** START OF DATA FOR PROCESSING **

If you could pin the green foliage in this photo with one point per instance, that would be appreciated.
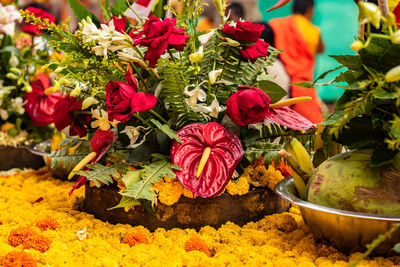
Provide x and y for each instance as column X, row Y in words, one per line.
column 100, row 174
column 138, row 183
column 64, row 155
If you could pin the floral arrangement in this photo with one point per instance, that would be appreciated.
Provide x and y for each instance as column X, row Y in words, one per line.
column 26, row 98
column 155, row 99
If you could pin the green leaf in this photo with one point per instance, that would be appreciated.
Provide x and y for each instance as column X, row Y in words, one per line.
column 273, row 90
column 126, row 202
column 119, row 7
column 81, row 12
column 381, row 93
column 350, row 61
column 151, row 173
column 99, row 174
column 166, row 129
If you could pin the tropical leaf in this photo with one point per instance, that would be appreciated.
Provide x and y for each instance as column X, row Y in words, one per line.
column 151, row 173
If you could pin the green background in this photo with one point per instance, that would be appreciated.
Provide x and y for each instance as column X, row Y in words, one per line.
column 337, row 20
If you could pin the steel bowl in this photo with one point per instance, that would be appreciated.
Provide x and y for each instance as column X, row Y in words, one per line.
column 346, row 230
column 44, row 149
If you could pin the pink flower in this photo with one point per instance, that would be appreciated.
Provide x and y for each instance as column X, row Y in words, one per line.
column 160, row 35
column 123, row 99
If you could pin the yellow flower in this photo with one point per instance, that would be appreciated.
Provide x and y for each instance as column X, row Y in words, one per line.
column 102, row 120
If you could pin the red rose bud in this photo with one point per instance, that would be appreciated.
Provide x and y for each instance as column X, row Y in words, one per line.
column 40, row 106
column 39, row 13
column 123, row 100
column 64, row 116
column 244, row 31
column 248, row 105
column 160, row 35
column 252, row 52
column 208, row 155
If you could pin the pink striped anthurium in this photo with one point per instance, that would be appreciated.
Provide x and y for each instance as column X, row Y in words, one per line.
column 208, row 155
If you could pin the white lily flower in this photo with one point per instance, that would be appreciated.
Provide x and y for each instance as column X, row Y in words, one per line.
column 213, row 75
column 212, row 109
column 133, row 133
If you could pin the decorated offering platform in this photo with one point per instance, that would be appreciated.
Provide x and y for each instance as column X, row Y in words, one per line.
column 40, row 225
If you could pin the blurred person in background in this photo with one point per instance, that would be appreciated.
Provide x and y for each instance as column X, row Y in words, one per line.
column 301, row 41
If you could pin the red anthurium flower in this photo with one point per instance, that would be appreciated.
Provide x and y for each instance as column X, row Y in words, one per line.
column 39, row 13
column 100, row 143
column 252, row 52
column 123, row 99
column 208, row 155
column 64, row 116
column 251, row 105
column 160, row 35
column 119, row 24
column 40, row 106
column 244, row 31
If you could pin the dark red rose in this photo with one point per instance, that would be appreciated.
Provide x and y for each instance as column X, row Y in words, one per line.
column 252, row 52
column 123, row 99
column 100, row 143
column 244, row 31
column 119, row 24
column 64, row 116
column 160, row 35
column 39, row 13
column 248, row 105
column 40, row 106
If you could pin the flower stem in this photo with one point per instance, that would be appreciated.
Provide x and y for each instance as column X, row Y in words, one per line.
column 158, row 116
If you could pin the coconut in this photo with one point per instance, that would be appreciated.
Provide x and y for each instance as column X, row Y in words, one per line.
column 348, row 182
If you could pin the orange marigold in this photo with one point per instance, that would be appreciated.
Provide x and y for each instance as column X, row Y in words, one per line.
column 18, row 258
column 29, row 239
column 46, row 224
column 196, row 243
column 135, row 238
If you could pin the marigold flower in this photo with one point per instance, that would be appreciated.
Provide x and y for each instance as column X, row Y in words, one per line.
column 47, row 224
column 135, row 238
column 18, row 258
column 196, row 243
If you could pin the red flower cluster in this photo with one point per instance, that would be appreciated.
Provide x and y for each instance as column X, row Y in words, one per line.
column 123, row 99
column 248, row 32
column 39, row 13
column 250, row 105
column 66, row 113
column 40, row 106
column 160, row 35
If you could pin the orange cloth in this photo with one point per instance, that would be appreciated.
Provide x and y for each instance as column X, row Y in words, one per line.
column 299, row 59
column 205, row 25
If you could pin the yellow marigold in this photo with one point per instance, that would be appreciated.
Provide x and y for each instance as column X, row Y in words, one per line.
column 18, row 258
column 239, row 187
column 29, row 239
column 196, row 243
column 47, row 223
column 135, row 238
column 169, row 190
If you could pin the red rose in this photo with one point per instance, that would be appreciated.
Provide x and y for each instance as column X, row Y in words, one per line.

** END OF DATA FOR PROCESSING **

WRITTEN TASK: Copy the material word for word, beginning at its first line and continuing through the line that contains "column 64, row 155". Leave the picture out of your copy.

REPLY:
If you could pin the green foliage in this photo with one point per instance, that would be appreciated.
Provide x and y for each instance as column X, row Y in words, one per line.
column 100, row 174
column 138, row 183
column 64, row 155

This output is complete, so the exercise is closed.